- Gegebene Aufgabe A:
Drucken Sie aus dem Dokumentauszug den Abschnitt von „Die Magie des“ bis einschließlich „dabei auch Stimmen.“ wortgetreu ab.
- Gegebene Aufgabe B:
Beantworten Sie anhand des Dokumentauszugs die folgenden Fragen jeweils knapp.
(i) Von wem stammt das Libretto zu Haydns „Die Jahreszeiten“?
(ii) An welchem Tag und in welcher Stadt wurden „Die Jahreszeiten“ uraufgeführt?
(iii) Seit wie vielen Jahren beschäftigt Martin Schläpfer der Stoff?

Die Magie des Moments im Ballett „Die Jahreszeiten"
Tanz ist flüchtig, sinnlich, energetisch. Eine Kunstform, für deren Vermittlung Martin Schläpfer leidenschaftlich Kopfbilder malt. Ende April feiert der Direktor und Chefchoreograf des Wiener Staatsballetts Premiere mit Joseph Haydns „Die Jahreszeiten“ – und gibt den Körpern dabei auch Stimmen.
Das Jahr als Metapher des Lebens. So wird Joseph Haydns weltliches Oratorium, das er im greisen Alter komponierte, meistens beschrieben. Der Mensch, eingebunden in den Kreislauf der Natur,erfreut sich am mannigfaltigen Dasein und denkt über selbiges ebenso nach wie über die eigene Endlichkeit. Der Komponist war zum Entstehungszeitpunkt dieses letzten seiner vier Oratorien gesundheitlich bereits angeschlagen, was die Finalisierung hinauszögerte. Dazu kam, dass Haydn das Libretto, verfasst von Gottfried van Swieten, nicht recht überzeugte. Angeblich soll er den Text, dessen Verklärung des Landlebens und seine ausschweifenden Naturschilderungen den Einfluss des Philosophen Jean-Jacques Rousseau nicht leugnen können, als „französischen Abfall“ geschmäht haben.
Als „Die Jahreszeiten“ am 24. April 1801 in Wien endlich Premiere hatten, wurden sie trotzdem zum Erfolg, wenn dieser auch nicht an jenen von Haydns „Schöpfung“ heranreichte. Martin Schläpfer, Direktor und Chefchoreograf des Wiener Staatsballetts, beschäftigt der Stoff seit 25 Jahren. Erst jetzt fühlt er sich aber dazu berufen, dieses „gigantische Werk“ auf die Bühne zu bringen. „Die Schönheit der Musik an und für sich“ nennt er als Quelle der Faszination, „und dazu dieser Text, der so naiv, pur, direkt ist und gerade deshalb so viel auslöst.“ Dazu käme das Thema der Jahreszeiten, das eigentlich ein philosophisches sei.

- Datensatzinhalt:
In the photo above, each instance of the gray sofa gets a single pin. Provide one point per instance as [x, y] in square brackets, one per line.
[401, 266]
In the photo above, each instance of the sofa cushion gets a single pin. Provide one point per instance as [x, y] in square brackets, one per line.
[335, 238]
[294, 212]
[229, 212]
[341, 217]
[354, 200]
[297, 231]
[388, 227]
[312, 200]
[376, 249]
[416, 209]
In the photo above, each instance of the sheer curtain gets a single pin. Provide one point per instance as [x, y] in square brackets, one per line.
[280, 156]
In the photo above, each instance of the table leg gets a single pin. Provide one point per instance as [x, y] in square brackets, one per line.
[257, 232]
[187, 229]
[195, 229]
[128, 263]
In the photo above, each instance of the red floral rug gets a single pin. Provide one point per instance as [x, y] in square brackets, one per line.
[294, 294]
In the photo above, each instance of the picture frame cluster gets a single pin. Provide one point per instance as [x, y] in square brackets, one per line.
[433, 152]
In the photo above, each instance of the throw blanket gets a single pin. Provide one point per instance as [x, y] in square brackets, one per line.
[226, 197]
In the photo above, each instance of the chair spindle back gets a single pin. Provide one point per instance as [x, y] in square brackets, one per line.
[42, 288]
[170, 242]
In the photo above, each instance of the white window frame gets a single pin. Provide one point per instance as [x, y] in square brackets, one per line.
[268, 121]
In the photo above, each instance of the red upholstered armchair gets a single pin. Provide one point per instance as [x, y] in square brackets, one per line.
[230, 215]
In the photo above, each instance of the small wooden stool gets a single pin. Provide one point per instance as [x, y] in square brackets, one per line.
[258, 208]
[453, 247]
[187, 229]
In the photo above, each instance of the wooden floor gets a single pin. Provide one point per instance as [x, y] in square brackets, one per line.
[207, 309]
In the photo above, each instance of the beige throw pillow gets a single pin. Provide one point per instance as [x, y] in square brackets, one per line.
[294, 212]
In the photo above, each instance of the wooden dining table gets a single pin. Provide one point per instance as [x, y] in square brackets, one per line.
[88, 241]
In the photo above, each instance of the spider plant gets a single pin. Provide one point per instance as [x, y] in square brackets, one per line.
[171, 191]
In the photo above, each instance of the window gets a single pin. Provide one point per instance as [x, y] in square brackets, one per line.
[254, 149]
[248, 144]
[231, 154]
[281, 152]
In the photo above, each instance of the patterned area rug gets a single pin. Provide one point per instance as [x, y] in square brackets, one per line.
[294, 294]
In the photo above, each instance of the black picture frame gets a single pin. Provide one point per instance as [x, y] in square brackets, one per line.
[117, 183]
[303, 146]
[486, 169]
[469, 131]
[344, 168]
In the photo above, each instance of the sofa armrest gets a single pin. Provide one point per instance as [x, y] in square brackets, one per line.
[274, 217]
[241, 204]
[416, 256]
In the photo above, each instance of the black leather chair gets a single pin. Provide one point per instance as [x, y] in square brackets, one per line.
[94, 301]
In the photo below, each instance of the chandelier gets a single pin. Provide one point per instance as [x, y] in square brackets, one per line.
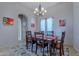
[40, 11]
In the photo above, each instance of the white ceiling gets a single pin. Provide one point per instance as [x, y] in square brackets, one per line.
[33, 5]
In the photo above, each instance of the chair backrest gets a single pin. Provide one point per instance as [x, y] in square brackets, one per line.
[39, 35]
[62, 37]
[50, 33]
[28, 35]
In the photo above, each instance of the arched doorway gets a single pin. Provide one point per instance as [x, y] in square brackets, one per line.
[22, 27]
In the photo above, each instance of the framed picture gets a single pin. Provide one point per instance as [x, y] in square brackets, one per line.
[8, 21]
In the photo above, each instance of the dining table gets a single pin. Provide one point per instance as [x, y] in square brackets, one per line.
[49, 39]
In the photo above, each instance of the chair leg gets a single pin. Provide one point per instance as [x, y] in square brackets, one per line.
[62, 50]
[32, 48]
[43, 51]
[36, 49]
[27, 45]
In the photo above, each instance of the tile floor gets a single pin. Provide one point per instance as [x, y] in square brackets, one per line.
[11, 52]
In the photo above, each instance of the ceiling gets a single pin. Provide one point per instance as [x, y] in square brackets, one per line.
[33, 5]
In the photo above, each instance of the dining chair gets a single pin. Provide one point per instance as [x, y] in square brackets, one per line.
[59, 44]
[29, 39]
[39, 36]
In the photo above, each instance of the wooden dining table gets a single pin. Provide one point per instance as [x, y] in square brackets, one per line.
[49, 39]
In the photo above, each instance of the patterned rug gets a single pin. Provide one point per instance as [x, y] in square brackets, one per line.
[22, 51]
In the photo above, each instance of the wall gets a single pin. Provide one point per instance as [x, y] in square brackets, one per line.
[65, 11]
[9, 34]
[76, 25]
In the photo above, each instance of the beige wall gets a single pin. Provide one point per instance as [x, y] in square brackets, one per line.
[76, 25]
[65, 11]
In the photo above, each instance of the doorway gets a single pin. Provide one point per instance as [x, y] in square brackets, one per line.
[22, 27]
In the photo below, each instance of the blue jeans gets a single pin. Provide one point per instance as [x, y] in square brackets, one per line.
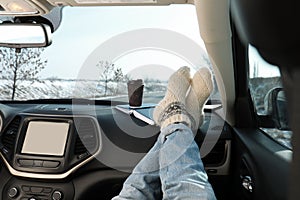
[172, 169]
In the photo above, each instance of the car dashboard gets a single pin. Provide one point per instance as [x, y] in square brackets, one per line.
[59, 150]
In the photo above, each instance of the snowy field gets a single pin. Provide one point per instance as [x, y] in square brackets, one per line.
[62, 89]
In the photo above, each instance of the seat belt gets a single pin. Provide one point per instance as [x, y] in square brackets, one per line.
[291, 85]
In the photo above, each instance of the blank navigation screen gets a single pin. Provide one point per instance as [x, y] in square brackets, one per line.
[46, 138]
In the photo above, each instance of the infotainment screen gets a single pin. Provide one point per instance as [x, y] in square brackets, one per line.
[46, 138]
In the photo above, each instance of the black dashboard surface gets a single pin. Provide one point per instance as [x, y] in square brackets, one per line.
[124, 141]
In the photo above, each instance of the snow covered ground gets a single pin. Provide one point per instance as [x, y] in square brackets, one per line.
[60, 89]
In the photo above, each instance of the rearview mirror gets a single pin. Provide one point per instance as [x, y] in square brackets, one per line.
[275, 103]
[24, 35]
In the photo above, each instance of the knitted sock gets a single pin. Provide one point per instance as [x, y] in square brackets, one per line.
[171, 108]
[201, 87]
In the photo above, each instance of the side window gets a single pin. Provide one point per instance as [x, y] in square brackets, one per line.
[268, 98]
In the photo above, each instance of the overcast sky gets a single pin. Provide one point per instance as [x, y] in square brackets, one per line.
[81, 33]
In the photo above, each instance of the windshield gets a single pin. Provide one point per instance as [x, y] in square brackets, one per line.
[97, 50]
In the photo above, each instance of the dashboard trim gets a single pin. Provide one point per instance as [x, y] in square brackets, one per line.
[60, 175]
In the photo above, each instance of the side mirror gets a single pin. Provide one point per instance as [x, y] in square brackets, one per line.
[24, 35]
[275, 104]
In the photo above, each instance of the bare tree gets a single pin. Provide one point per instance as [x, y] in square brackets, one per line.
[18, 65]
[107, 73]
[118, 77]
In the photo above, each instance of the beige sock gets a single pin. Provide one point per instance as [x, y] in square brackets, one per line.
[171, 108]
[201, 87]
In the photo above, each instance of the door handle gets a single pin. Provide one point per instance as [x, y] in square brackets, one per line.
[247, 183]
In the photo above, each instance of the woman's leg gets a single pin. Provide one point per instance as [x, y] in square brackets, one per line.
[182, 173]
[144, 182]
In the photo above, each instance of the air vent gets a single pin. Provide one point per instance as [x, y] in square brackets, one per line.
[217, 155]
[8, 138]
[86, 140]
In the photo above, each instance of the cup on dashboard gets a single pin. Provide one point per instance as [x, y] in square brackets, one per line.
[135, 92]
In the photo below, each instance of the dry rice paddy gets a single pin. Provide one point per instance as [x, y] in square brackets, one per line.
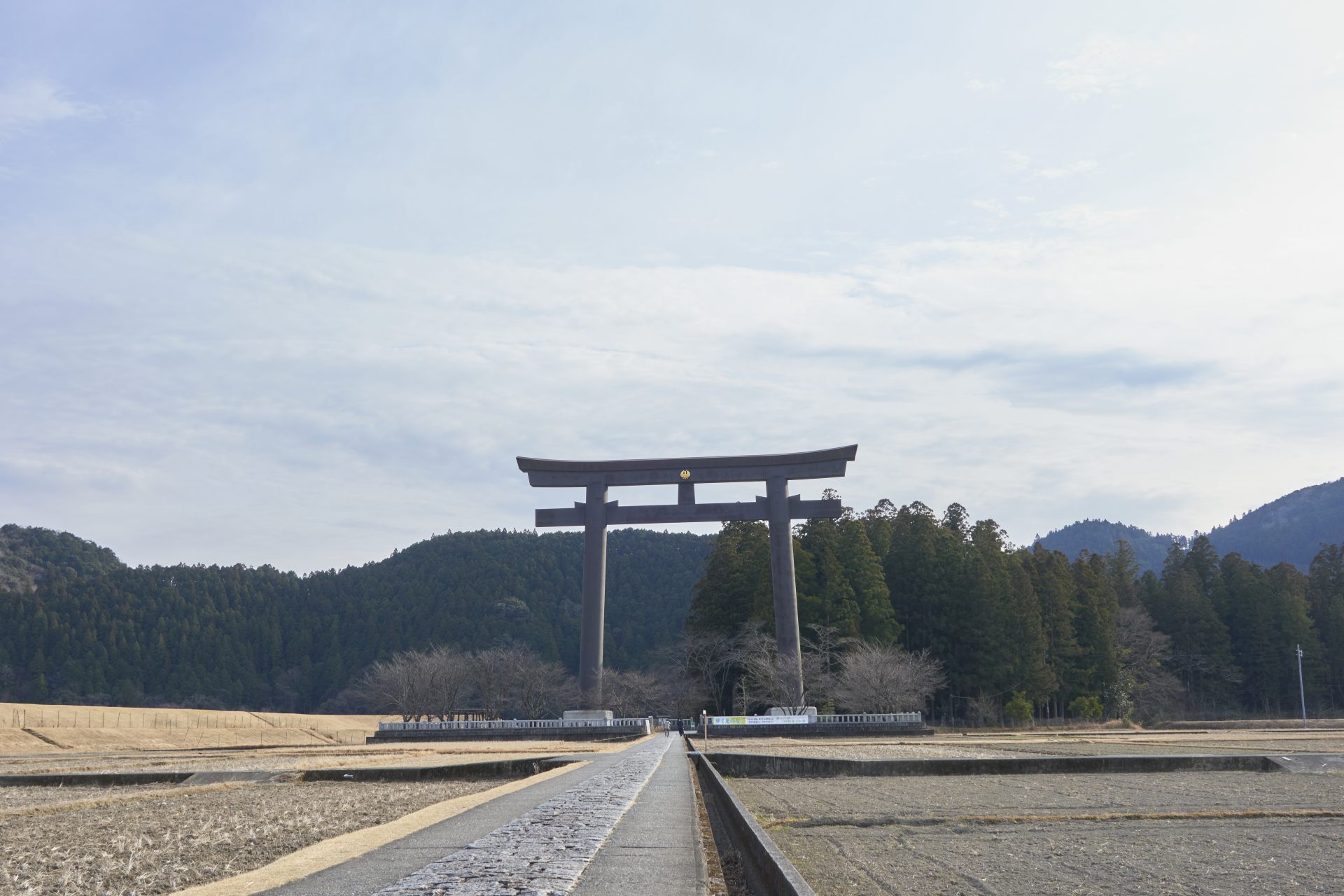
[169, 840]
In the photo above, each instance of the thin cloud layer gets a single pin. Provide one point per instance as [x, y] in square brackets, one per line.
[308, 302]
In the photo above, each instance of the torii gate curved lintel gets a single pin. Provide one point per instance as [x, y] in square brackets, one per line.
[596, 514]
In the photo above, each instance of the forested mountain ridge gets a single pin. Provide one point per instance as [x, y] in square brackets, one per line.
[1291, 528]
[264, 638]
[1208, 636]
[1288, 530]
[33, 555]
[1101, 536]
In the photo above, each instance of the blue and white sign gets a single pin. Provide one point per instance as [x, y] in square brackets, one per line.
[760, 720]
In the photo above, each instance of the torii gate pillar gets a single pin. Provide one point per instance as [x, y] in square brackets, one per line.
[596, 514]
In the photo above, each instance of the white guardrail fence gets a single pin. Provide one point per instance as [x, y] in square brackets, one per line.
[909, 718]
[870, 718]
[496, 724]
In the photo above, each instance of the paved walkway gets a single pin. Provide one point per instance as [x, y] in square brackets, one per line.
[624, 824]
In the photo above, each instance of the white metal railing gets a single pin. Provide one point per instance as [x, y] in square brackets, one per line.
[909, 718]
[498, 724]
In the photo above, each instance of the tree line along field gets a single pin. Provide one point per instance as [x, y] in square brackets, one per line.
[1038, 633]
[1026, 631]
[83, 628]
[50, 727]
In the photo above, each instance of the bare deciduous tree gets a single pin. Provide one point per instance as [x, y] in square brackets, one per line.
[707, 657]
[886, 679]
[542, 688]
[451, 675]
[495, 679]
[772, 679]
[1145, 685]
[388, 687]
[632, 694]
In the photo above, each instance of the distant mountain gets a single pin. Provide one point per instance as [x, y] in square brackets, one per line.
[1100, 536]
[80, 626]
[31, 556]
[1291, 528]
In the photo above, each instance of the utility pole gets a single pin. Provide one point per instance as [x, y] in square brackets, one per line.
[1300, 685]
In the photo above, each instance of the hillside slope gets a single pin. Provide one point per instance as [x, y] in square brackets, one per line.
[260, 637]
[31, 556]
[1292, 528]
[1100, 536]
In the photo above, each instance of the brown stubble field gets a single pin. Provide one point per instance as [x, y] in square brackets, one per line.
[163, 840]
[159, 839]
[1257, 833]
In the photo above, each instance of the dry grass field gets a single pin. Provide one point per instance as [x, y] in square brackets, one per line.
[1259, 833]
[159, 839]
[169, 839]
[43, 729]
[1070, 743]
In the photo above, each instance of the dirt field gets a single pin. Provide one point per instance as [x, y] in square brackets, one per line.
[166, 841]
[42, 729]
[1031, 745]
[1231, 833]
[286, 760]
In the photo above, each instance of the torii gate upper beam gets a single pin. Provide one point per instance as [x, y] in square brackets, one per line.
[596, 514]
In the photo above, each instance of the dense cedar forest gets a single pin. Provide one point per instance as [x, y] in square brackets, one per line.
[96, 630]
[1203, 636]
[1289, 530]
[1101, 536]
[1195, 634]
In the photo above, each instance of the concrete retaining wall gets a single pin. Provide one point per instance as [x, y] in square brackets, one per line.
[496, 769]
[760, 766]
[612, 732]
[96, 780]
[823, 729]
[768, 871]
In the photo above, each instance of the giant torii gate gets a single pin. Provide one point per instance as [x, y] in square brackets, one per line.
[597, 514]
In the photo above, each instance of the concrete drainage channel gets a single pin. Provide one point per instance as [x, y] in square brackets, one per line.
[742, 843]
[765, 766]
[496, 769]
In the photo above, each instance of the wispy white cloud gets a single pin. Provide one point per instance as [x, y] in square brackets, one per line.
[1084, 216]
[353, 293]
[1105, 65]
[991, 206]
[1081, 167]
[30, 102]
[1015, 160]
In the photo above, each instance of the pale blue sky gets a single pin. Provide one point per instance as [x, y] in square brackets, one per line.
[293, 282]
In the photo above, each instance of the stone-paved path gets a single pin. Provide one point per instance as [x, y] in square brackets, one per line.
[546, 849]
[635, 809]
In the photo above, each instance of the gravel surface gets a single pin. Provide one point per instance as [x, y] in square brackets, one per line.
[1041, 834]
[988, 747]
[1260, 858]
[545, 850]
[860, 748]
[17, 798]
[864, 799]
[159, 846]
[293, 758]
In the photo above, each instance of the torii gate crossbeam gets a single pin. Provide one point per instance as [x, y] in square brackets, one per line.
[596, 514]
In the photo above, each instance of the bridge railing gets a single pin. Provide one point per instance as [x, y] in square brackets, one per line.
[906, 718]
[498, 724]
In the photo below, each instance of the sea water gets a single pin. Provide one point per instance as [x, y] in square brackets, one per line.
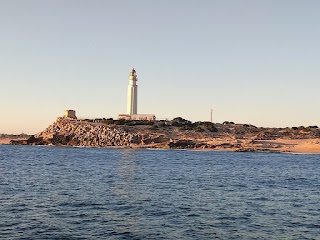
[91, 193]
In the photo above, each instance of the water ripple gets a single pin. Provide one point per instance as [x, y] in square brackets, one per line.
[76, 193]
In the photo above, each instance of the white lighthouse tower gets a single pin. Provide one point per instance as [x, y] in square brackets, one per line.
[132, 93]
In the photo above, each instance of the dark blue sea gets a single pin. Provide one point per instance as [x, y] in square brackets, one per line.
[91, 193]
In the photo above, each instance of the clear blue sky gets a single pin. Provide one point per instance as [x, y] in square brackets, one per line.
[251, 61]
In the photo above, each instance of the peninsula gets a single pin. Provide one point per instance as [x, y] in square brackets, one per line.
[178, 133]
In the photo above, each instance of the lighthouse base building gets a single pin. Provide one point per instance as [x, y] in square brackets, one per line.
[132, 103]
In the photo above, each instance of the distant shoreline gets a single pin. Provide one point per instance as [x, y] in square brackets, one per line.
[176, 134]
[298, 146]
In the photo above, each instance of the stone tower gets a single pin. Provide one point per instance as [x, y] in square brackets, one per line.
[132, 93]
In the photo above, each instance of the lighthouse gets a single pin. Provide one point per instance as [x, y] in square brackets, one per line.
[132, 93]
[132, 102]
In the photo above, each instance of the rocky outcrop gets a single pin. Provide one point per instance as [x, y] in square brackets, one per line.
[159, 134]
[76, 133]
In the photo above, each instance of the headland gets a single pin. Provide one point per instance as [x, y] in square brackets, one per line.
[178, 133]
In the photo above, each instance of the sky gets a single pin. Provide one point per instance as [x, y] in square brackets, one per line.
[250, 61]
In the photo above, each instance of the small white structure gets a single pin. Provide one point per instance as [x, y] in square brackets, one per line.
[132, 102]
[69, 114]
[139, 117]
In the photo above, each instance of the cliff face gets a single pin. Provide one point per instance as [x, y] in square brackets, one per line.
[235, 137]
[75, 133]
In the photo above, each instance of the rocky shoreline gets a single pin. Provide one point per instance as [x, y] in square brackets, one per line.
[176, 134]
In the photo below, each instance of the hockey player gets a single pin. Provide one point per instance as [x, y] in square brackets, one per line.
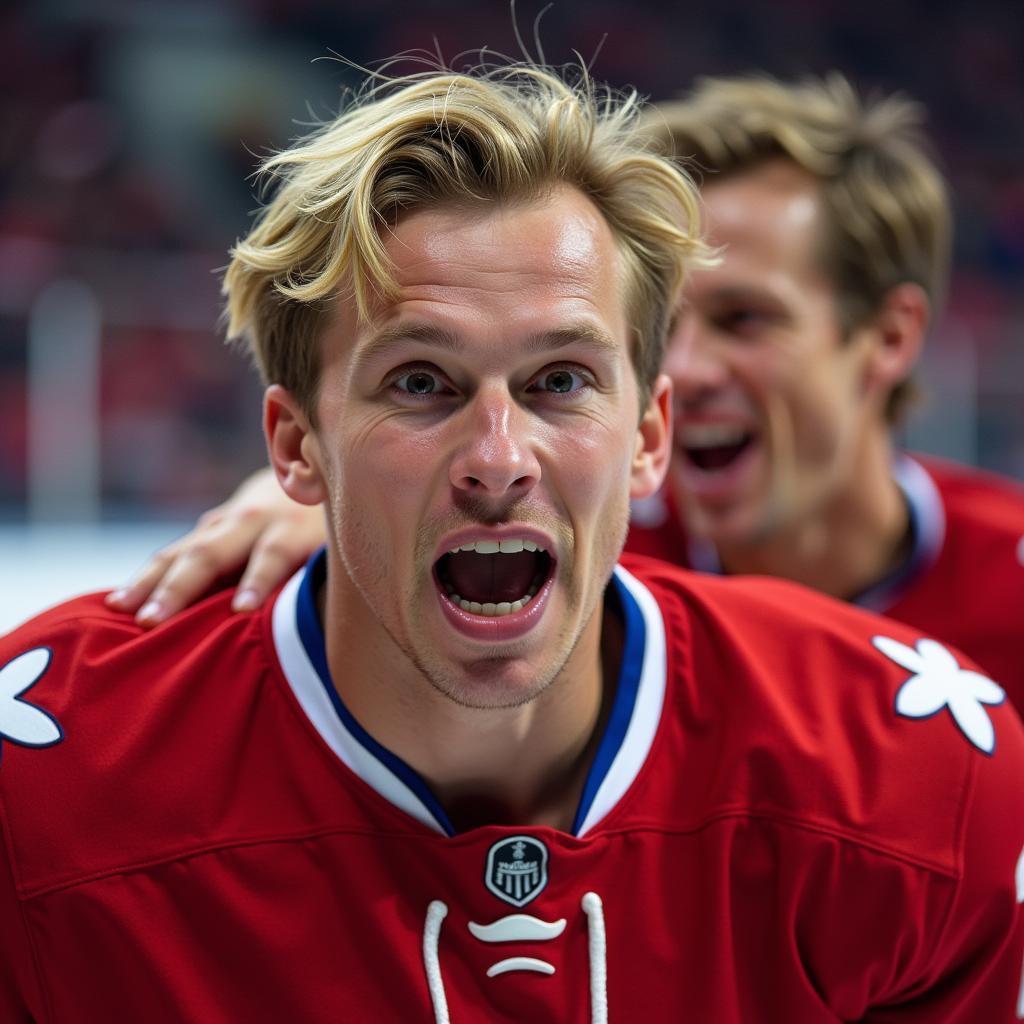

- Vollständige Antwort A:
Die Magie des Moments im Ballett „Die Jahreszeiten"
Tanz ist flüchtig, sinnlich, energetisch. Eine Kunstform, für deren Vermittlung Martin Schläpfer leidenschaftlich Kopfbilder malt. Ende April feiert der Direktor und Chefchoreograf des Wiener Staatsballetts Premiere mit Joseph Haydns „Die Jahreszeiten“ – und gibt den Körpern dabei auch Stimmen.

- Vollständige Antwort B:
(i) Von Gottfried van Swieten.
(ii) Am 24. April 1801 in Wien.
(iii) Seit 25 Jahren.